Text provided:
The tests, conducted since 2009 and mandated by the Dodd-Frank Act since 2011, attempt to determine just how safe financial institutions with more than $50 billion in US-based assets are.
The Fed runs a hypothetical test of a recession and severe recession. The severe recession is unique to every year.
“The ‘severely adverse’ scenario features a severe global recession with the domestic unemployment rate rising five percentage points, accompanied by a heightened period of financial stress, and negative yields for short-term U.S. Treasury securities,” said the Fed in its release.
In this scenario, the Fed said that the 33 institutions would lose $385 billion on loans that they have outstanding.
Additionally, the Fed looks at the ratio of capital that the institutions hold against their risky assets, called the Tier 1 common-capital ratio. The lower the ratio, the more worrisome the institutions’ financial situation. The institutions’ ratio stands at 12.3% as of the fourth quarter of 2015. Under the severe-recession scenario, it would be 8.4%. This ratio was just 5.5% at the start of 2009.

Task set:
**1.** Repeat the stretch of the passage on the Fed's bank stress tests from "The tests, conducted" through "in its release.", word for word.
**2.** Write the next part of the passage on the Fed's bank stress tests, picking up after its final sentence.
The rows that come next are separate material, not part of the passage on the Fed's bank stress tests.

Given data:
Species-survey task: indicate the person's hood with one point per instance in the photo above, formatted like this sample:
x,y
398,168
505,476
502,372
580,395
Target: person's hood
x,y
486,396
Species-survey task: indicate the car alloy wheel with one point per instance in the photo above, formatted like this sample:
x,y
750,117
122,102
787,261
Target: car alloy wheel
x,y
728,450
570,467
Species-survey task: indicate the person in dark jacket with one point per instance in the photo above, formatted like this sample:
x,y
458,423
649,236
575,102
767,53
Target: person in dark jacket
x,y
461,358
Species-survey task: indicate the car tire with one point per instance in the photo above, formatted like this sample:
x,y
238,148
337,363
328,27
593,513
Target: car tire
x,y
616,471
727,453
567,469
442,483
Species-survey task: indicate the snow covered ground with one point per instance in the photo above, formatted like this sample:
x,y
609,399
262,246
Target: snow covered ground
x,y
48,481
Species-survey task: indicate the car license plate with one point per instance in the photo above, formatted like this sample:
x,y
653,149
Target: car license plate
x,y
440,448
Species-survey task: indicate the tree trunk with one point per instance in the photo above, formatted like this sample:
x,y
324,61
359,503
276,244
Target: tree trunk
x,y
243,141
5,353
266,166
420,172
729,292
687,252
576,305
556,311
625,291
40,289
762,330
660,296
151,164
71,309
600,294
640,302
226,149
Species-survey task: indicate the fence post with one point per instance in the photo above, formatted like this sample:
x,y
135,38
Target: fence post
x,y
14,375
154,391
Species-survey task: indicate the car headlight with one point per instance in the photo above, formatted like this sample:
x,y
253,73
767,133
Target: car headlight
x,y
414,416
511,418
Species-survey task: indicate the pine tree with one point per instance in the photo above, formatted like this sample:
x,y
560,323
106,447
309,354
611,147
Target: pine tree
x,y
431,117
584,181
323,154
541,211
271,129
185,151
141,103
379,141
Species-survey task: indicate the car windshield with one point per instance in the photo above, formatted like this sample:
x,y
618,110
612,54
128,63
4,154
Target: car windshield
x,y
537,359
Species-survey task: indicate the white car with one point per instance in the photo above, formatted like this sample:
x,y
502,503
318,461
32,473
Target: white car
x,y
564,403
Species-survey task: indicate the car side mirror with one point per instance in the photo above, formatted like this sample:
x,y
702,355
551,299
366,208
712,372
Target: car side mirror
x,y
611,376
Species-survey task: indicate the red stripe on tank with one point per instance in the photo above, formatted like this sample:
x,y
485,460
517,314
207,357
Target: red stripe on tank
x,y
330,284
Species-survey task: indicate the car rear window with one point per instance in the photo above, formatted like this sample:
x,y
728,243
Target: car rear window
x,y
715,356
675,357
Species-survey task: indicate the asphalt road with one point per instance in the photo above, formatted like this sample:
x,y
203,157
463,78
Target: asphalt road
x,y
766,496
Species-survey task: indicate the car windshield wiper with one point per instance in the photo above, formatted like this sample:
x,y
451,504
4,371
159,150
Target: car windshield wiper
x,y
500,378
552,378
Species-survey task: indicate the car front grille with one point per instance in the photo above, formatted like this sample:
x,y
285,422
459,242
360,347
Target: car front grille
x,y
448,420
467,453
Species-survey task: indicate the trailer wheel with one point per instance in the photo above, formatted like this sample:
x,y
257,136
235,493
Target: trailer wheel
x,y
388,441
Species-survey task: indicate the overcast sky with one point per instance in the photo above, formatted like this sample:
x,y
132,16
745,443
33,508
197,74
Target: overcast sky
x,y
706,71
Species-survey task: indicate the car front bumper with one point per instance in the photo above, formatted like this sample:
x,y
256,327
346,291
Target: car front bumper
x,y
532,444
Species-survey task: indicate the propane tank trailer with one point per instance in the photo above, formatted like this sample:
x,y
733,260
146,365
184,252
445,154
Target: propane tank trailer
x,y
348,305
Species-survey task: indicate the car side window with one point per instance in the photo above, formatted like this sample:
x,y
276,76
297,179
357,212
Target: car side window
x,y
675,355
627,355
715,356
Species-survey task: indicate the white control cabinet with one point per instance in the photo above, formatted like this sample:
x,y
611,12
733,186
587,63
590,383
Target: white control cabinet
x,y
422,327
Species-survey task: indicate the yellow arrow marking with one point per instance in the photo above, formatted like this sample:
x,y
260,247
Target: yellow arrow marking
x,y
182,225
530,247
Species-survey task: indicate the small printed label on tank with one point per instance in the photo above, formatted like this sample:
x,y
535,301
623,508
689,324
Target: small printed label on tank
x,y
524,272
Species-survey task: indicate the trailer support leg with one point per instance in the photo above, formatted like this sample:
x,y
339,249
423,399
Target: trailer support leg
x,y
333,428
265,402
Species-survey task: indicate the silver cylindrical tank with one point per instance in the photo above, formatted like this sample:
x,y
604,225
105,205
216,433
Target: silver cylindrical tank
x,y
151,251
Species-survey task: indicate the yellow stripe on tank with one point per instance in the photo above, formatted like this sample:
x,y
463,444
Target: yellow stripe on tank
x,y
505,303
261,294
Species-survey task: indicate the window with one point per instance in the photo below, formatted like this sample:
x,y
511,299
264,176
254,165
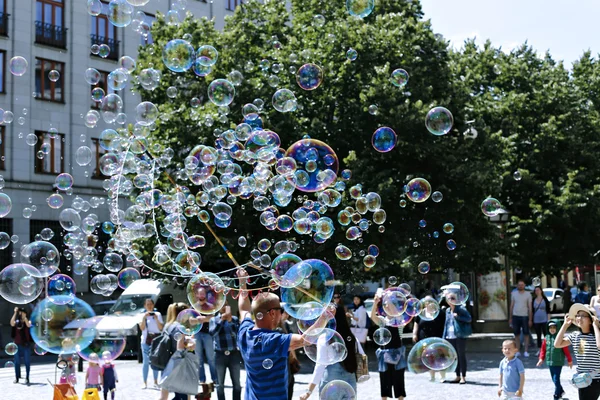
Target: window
x,y
36,226
2,65
49,23
98,152
103,32
46,89
53,149
102,83
145,29
2,147
6,254
232,4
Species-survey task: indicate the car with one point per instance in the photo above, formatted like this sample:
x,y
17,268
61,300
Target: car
x,y
556,298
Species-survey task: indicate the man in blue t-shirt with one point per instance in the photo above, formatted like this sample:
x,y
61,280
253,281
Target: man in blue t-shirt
x,y
264,350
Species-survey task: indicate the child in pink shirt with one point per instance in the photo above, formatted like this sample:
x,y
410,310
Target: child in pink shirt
x,y
93,376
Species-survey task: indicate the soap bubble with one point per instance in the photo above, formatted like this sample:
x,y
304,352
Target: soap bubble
x,y
207,55
430,308
178,55
491,207
18,66
95,348
456,293
221,92
337,390
63,333
69,219
309,76
284,100
360,8
393,302
127,276
301,305
205,293
333,345
384,139
351,54
11,349
439,121
119,13
189,323
399,78
61,289
439,356
43,256
5,205
63,181
20,283
382,336
418,190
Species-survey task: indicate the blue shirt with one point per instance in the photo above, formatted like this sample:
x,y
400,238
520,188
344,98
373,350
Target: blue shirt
x,y
511,371
257,345
224,333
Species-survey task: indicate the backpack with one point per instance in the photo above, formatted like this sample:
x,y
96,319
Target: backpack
x,y
161,350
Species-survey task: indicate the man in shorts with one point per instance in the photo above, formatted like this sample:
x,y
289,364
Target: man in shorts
x,y
521,314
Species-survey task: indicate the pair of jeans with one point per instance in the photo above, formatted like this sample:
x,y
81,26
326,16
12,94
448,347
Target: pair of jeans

Responses to the exercise:
**1.**
The tests, conducted since 2009 and mandated by the Dodd-Frank Act since 2011, attempt to determine just how safe financial institutions with more than $50 billion in US-based assets are.
The Fed runs a hypothetical test of a recession and severe recession. The severe recession is unique to every year.
“The ‘severely adverse’ scenario features a severe global recession with the domestic unemployment rate rising five percentage points, accompanied by a heightened period of financial stress, and negative yields for short-term U.S. Treasury securities,” said the Fed in its release.

**2.**
In 2015, the Tier 1 ratio stood at 11.9% at the time of the stress test and was estimated to fall to 8.2% in the severe-recession scenario.
For reference, anything above 6% is considered “well-capitalized,” between 4% and 6% is “adequately capitalized,” under 4% is undercapitalized, and under 3% and 2% are considered significantly and critically undercapitalized, respectively. Those firms with undercapitalized rankings or below are not allowed to return cash to shareholders through dividends or buybacks.
“Today’s DFAST results show that capital levels in the industry are high enough to withstand even a very severe scenario of negative interest rates,” said Anna Krayn, senior director at Moody’s Analytics, in reaction to the release.